▶ REQUIRED ACTION: All of the data that appears below is to be given again precisely as written.

[DATA EXCERPTS]

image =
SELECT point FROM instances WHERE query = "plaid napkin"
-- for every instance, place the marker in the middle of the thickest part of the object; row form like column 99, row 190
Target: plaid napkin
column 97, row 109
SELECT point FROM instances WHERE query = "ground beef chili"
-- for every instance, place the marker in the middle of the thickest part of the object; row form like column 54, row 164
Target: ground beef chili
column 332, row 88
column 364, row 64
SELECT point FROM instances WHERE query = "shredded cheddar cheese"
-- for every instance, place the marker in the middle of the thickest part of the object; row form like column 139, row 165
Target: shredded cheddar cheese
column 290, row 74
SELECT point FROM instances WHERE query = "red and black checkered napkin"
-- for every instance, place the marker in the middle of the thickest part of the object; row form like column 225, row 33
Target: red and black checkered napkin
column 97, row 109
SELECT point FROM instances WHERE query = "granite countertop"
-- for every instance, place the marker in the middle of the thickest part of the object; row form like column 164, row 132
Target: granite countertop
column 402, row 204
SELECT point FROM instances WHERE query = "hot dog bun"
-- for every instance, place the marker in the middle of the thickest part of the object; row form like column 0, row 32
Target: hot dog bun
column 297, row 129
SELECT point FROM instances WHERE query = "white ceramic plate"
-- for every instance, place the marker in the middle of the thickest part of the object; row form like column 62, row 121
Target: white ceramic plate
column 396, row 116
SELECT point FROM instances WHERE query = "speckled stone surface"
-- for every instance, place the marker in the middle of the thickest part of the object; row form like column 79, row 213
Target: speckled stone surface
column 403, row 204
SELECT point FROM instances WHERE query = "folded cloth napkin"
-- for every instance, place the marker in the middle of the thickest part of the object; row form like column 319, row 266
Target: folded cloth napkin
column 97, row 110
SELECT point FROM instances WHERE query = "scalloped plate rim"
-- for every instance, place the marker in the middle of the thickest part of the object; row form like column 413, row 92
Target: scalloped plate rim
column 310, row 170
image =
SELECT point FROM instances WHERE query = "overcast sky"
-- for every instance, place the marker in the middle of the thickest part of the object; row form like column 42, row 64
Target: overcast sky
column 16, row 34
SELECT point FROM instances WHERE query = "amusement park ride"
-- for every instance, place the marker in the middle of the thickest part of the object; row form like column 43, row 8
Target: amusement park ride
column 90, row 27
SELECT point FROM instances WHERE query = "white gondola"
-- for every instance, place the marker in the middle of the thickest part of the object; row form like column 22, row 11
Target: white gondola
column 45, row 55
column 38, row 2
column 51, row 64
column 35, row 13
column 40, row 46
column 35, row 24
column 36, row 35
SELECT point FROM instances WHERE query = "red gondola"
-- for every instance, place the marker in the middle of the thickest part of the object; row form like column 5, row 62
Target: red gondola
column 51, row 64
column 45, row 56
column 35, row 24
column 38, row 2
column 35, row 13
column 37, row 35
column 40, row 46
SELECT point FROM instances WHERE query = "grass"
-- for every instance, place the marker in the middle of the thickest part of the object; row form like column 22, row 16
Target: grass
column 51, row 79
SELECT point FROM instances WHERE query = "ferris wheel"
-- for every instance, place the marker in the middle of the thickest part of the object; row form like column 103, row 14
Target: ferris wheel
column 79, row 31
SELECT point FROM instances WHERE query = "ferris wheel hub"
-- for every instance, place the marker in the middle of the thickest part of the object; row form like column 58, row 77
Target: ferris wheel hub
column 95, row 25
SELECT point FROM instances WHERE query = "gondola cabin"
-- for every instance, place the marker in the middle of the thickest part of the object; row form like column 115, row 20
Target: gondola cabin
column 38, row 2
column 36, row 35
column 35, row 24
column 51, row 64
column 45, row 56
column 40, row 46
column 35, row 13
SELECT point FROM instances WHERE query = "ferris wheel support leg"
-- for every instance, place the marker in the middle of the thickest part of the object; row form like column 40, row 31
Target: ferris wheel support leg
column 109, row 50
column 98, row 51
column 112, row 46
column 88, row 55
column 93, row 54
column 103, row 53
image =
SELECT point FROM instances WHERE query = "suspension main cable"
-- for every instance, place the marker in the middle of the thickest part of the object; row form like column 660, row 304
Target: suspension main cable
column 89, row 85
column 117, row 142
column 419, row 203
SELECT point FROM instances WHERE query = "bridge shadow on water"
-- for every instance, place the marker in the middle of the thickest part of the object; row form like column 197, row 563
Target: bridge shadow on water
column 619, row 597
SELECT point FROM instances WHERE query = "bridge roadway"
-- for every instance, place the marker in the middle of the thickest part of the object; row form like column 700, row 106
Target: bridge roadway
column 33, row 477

[/DATA EXCERPTS]

▶ EXERCISE ANSWER:
image =
SELECT point FROM instances WHERE query = "plaid napkin"
-- for every instance, place the marker in the middle of the thickest part of the object; row form like column 99, row 190
Target: plaid napkin
column 97, row 109
SELECT point FROM instances WHERE query = "ground beef chili"
-- for every instance, place the marker in the middle of the thickest part of the object; row form like column 54, row 164
Target: ground beef chili
column 332, row 88
column 364, row 64
SELECT point FROM instances WHERE query = "shredded cheddar cheese"
-- for every instance, place the marker in the middle of the thickest part of the object; row form like column 139, row 165
Target: shredded cheddar cheese
column 290, row 74
SELECT point FROM instances WHERE query = "red and black checkered napkin"
-- for every instance, place the marker in the middle of the thickest part of the object; row form like column 225, row 33
Target: red and black checkered napkin
column 97, row 109
SELECT point FROM instances WHERE query = "granite countertop"
-- for every instance, place the marker in the middle of the thickest part of the object; row form like column 164, row 132
Target: granite countertop
column 402, row 204
SELECT point FROM instances WHERE query = "hot dog bun"
-- for every instance, place the marker in the middle of the thickest part of the object; row form like column 0, row 32
Target: hot dog bun
column 297, row 129
SELECT point FROM instances WHERE query = "white ceramic plate"
-- for every instance, place the marker in the middle of the thickest part of the object; row form like column 62, row 121
Target: white ceramic plate
column 396, row 116
SELECT point FROM instances WHERE query = "speckled stone surface"
-- for every instance, place the marker in the middle of the thickest part of the object; row form like column 79, row 213
Target: speckled stone surface
column 403, row 204
SELECT point FROM instances WHERE query = "folded cloth napkin"
-- for every instance, place the marker in the middle of the thickest part of the object; row form like column 319, row 266
Target: folded cloth napkin
column 97, row 110
SELECT point FROM instances WHERE query = "scalloped plate rim"
-- for every instance, place the marker in the middle of the thickest part of the object; row form like column 413, row 92
Target: scalloped plate rim
column 310, row 170
image =
SELECT point FROM instances WHERE query = "overcast sky"
-- for every instance, place the marker in the middle of the thickest part of the object; row form like column 42, row 64
Target: overcast sky
column 16, row 34
SELECT point FROM instances WHERE query = "amusement park ride"
-- for every instance, place the marker in the middle of the thickest part of the object; row form like column 43, row 8
Target: amusement park ride
column 90, row 27
SELECT point FROM instances WHERE query = "white gondola"
-- for every instance, place the marker in the middle of the thickest part of the object; row form like column 22, row 11
Target: white gondola
column 45, row 55
column 38, row 2
column 51, row 64
column 35, row 13
column 40, row 46
column 35, row 24
column 36, row 35
SELECT point FROM instances WHERE query = "red gondola"
-- for every instance, place the marker in the middle of the thickest part of the object; row form like column 5, row 62
Target: red gondola
column 51, row 64
column 45, row 56
column 35, row 24
column 38, row 2
column 35, row 13
column 37, row 35
column 40, row 46
SELECT point FROM instances WHERE query = "grass"
-- for every instance, place the marker in the middle of the thickest part of the object; row form like column 22, row 16
Target: grass
column 51, row 79
SELECT point FROM instances WHERE query = "ferris wheel"
-- for every instance, place the marker in the middle of the thickest part of the object; row form like column 103, row 14
Target: ferris wheel
column 79, row 31
SELECT point FROM instances WHERE query = "ferris wheel hub"
-- for every instance, place the marker in the middle of the thickest part of the object; row form like column 58, row 77
Target: ferris wheel hub
column 95, row 25
SELECT point FROM instances WHERE query = "gondola cabin"
-- for every instance, place the marker in the middle of the thickest part of the object; row form like column 115, row 20
Target: gondola cabin
column 38, row 2
column 36, row 35
column 35, row 24
column 51, row 64
column 45, row 56
column 40, row 46
column 35, row 13
SELECT point FROM instances WHERE query = "ferris wheel support leg"
-- for every instance, place the marker in the middle of the thickest part of the object; row form like column 40, row 31
Target: ferris wheel support leg
column 109, row 50
column 98, row 51
column 112, row 46
column 88, row 55
column 93, row 54
column 103, row 53
image =
SELECT point FROM instances WHERE query = "suspension main cable"
-- for every instance, place the marker in the middle of the thickest part of the object; row form like column 660, row 304
Target: suspension main cable
column 89, row 85
column 117, row 142
column 419, row 203
SELECT point FROM instances WHERE query = "bridge shadow on water"
-- for every instance, place the marker in the middle of the thickest part of the object; row form like column 197, row 563
Target: bridge shadow on water
column 619, row 597
SELECT point FROM instances WHERE query = "bridge roadway"
-- for every instance, place the marker in the middle of the thickest part of the object; row form like column 700, row 106
Target: bridge roadway
column 33, row 477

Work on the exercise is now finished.